> **Assignment**:
Transcribe all of the data exactly. Omit the pictures.

═══ Input material ═══

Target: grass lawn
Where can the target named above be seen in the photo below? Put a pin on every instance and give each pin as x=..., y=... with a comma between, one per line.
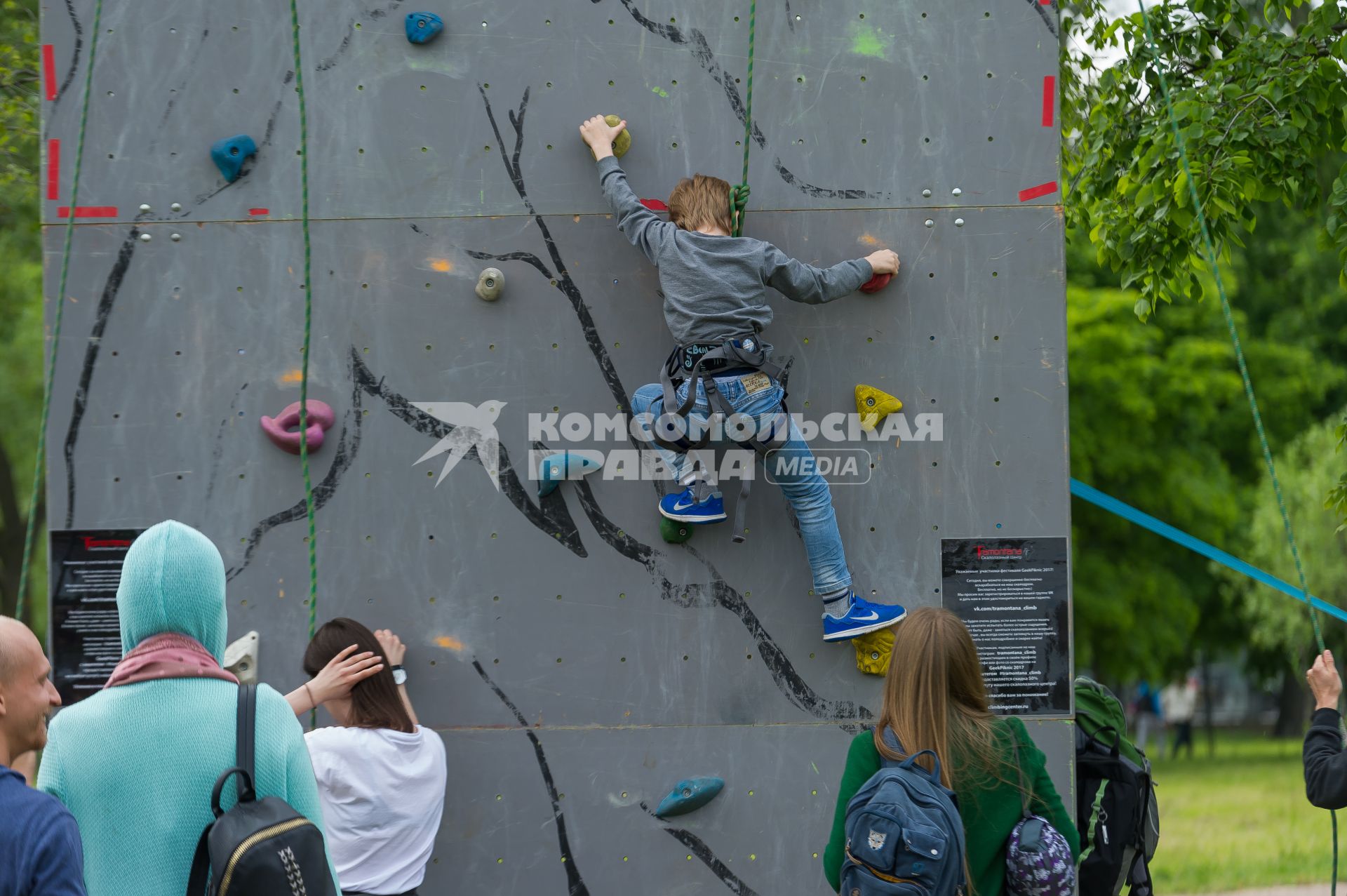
x=1240, y=820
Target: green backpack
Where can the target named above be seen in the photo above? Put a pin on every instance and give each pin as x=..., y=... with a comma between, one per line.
x=1115, y=798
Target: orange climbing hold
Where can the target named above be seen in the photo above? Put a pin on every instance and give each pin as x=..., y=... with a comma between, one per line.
x=873, y=406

═══

> **Task answer**:
Target: grass lawn
Where can the target named above be seen in the photo below? Put a pin on every instance and give each pin as x=..., y=... with a comma between, one per line.
x=1240, y=820
Target: green backpack
Where can the target named above be seen in the photo above? Put a pin on every instance and give each pin as x=..., y=... with a comma between, one per line.
x=1115, y=798
Target: orange climbing hold
Where can the target named above be seen in the photo above? Put a pin on every instance and give each pin as x=..., y=... with a comma between, one per line.
x=873, y=406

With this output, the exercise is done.